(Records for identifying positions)
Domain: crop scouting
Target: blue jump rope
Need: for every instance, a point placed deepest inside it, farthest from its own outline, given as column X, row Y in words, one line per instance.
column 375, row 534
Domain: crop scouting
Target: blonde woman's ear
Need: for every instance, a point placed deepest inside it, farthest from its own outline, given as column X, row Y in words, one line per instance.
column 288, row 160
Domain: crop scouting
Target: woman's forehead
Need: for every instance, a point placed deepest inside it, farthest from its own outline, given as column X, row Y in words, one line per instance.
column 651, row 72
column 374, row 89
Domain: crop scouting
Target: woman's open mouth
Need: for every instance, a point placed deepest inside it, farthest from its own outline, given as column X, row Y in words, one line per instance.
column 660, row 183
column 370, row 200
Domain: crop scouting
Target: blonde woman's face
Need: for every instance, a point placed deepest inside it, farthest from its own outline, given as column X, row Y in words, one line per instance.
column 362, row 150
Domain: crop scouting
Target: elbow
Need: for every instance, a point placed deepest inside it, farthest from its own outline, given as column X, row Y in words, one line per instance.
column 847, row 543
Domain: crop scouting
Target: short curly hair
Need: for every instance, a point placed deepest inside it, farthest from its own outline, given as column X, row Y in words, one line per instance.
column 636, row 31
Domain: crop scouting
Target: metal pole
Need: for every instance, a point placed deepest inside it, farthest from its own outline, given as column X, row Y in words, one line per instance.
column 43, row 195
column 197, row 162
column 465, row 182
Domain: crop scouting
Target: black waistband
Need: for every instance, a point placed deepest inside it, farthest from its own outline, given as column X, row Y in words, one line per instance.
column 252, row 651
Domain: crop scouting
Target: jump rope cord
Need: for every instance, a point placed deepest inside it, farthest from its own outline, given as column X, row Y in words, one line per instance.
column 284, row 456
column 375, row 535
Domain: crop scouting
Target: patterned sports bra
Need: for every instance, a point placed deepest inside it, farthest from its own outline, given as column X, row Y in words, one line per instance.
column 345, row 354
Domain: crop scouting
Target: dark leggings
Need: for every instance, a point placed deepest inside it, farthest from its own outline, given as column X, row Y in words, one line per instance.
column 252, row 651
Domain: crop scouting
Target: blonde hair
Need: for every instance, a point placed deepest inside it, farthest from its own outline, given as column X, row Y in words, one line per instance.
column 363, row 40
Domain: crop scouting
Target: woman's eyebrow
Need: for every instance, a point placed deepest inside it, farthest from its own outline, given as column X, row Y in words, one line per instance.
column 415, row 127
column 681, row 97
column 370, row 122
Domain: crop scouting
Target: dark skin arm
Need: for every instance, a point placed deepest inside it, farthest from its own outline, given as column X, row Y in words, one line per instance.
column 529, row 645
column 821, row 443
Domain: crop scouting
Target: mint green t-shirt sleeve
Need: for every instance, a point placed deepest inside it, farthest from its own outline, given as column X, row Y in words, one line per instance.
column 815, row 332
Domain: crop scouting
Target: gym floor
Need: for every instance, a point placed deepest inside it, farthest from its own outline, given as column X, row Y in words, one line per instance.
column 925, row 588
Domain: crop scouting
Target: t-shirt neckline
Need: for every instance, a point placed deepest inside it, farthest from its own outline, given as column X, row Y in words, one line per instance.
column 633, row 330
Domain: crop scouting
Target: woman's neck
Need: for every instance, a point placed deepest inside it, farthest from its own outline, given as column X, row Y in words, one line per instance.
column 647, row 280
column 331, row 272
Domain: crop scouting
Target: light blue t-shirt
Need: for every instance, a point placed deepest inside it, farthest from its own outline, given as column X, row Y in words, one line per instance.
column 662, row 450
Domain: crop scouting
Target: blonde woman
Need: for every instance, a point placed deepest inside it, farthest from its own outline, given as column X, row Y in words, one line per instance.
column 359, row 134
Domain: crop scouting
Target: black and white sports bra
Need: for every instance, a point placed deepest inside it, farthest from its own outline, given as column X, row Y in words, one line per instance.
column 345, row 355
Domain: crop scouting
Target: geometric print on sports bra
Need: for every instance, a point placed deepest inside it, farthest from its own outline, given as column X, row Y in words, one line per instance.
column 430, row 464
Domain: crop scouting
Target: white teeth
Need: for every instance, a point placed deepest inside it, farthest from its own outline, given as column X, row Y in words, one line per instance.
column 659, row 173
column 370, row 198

_TO DO_
Show every line of the data that contains the word "hair", copying each line in full.

_REPLY TO THE TASK_
Target: short curly hair
Target: blonde hair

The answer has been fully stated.